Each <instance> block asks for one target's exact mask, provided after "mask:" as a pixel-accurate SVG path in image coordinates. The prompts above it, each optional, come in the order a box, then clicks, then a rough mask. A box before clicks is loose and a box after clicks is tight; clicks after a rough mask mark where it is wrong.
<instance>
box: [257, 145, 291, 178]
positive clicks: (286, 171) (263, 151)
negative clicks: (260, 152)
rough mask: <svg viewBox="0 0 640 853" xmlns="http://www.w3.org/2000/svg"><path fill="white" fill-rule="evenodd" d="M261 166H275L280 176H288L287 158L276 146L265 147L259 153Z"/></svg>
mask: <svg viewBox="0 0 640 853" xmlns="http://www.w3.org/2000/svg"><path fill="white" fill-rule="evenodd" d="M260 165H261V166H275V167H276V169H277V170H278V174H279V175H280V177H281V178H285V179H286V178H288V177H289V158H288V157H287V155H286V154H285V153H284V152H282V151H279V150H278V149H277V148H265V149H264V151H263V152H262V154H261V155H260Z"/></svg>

Directive → Copy the records word for word, starting at their first line and stopping after the line that contains "rough mask: <svg".

Result for this exercise →
Each <instance> block asks for one target's exact mask, provided after "mask:" as a pixel-accurate SVG path in image coordinates. The prompts above it, each optional, come in the order a box, then clicks, then a rough mask. A box before clicks is loose and a box after clicks is tight; clicks after a rough mask mark where it is wrong.
<instance>
box: [257, 145, 291, 178]
positive clicks: (286, 171) (263, 151)
negative clicks: (260, 152)
rough mask: <svg viewBox="0 0 640 853" xmlns="http://www.w3.org/2000/svg"><path fill="white" fill-rule="evenodd" d="M261 166H275L280 176H288L287 158L276 146L265 147L259 153Z"/></svg>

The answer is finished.